Neuro-ophthalmic anatomy of the pituitary region
In 1704, in an attempt to explain the phenomenon of perceived singularity of vision derived from the two eyes, it was hypothesized that the optic chiasm was derived from a merger of both optic nerves with partial cross-over of nerve fibers. Today, an understanding of the visual pathways and the normal variants, from optic nerve to the chiasm and optic tracts, is fundamental in understanding the neuro-ophthalmic manifestations of pituitary tumors.
Afferent Visual Pathways
Optic nerves
The optic canal, located superomedially in the sphenoid bone, transmits the optic nerve from the orbit to the intracranial space. The optic canals are separated from the sphenoid sinus by a bony wall, which is only 0.5 mm thick or less in some patients. Therefore, injury to the lateral wall of the sphenoid sinus, such as during forced opening of a transsphenoidal speculum, can result in vision loss ( Fig. 1 ).
The falciform process, a reflected leaf of dura mater, covers the optic nerves as they emerge from the optic canals. The length of nerve covered only by dura can vary from 1 mm to 15 mm. Therefore, during any surgical approach, it should not be assumed that bone separates the dura from the proximal portion of the optic nerve.
^^^^
WORK TASK 1
Reproduce word for word the part of the pituitary anatomy passage starting with "Afferent Visual Pathways" and going on through "the optic nerve.".
WORK TASK 2
List every measurement given in millimeters in the pituitary anatomy passage.
WORK TASK 3
Extend the passage on pituitary anatomy, picking up after its final sentence.
The items that follow come from a different source than the passage on pituitary anatomy.

SUPPLIED INFORMATION
^^^^
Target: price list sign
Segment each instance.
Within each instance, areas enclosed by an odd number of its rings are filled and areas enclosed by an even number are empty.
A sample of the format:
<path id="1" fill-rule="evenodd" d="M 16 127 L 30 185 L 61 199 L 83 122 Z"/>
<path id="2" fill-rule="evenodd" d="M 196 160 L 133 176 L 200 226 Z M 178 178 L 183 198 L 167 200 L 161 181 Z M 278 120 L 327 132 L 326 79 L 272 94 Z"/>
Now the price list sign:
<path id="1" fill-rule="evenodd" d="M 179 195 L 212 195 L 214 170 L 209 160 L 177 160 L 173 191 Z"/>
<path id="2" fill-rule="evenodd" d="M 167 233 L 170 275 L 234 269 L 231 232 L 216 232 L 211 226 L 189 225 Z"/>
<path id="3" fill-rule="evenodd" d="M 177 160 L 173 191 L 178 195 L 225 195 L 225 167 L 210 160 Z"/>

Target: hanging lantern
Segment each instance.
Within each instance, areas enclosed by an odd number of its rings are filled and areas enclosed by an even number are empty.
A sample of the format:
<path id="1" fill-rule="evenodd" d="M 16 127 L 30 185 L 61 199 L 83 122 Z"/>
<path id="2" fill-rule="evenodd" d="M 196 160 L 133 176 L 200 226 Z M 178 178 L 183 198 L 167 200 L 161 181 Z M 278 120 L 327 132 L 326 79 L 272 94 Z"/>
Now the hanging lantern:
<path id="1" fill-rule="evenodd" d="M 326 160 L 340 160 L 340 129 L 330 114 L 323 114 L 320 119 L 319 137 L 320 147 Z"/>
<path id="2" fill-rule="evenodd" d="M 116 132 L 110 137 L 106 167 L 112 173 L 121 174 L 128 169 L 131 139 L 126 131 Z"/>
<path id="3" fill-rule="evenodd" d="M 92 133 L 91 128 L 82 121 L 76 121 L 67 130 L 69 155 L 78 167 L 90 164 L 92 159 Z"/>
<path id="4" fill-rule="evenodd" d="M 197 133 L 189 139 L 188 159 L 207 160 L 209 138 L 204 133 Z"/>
^^^^
EXERCISE OUTPUT 1
Afferent Visual Pathways
Optic nerves
The optic canal, located superomedially in the sphenoid bone, transmits the optic nerve from the orbit to the intracranial space. The optic canals are separated from the sphenoid sinus by a bony wall, which is only 0.5 mm thick or less in some patients. Therefore, injury to the lateral wall of the sphenoid sinus, such as during forced opening of a transsphenoidal speculum, can result in vision loss ( Fig. 1 ).
The falciform process, a reflected leaf of dura mater, covers the optic nerves as they emerge from the optic canals. The length of nerve covered only by dura can vary from 1 mm to 15 mm. Therefore, during any surgical approach, it should not be assumed that bone separates the dura from the proximal portion of the optic nerve.

EXERCISE OUTPUT 2
0.5 mm
1 mm
15 mm

EXERCISE OUTPUT 3
When there is extensive anterior growth of the pituitary tumor or if the chiasm is postfixed, optic nerve involvement occurs. The junctional scotoma is classically seen when a lesion compresses the junction of the posterior optic nerve and chiasm, where the crossed ventral fibers loop anteriorly (Wilbrand knee). The resultant visual field defect is one of a hemianopic or central scotoma in the ipsilateral eye and a superior temporal defect in the contralateral eye ( Fig. 2 ). Damage to the anastomotic blood supply to the posterior portion of the nerve can also occur.
Chiasm
The chiasm is usually situated over the diaphragm sella, at the junction of the anterior wall and floor of the third ventricle. The chiasm may, however, be prefixed and overlie the tuberculum sella or postfixed and overlie the dorsum sella ( Fig. 3 ). A review of 225 autopsy cases found a normal chiasm in 80%, a prefixed chiasm in 9%, and a postfixed chiasm in 11%. These relationships have a direct bearing on the visual field defect resulting from an enlarging pituitary mass.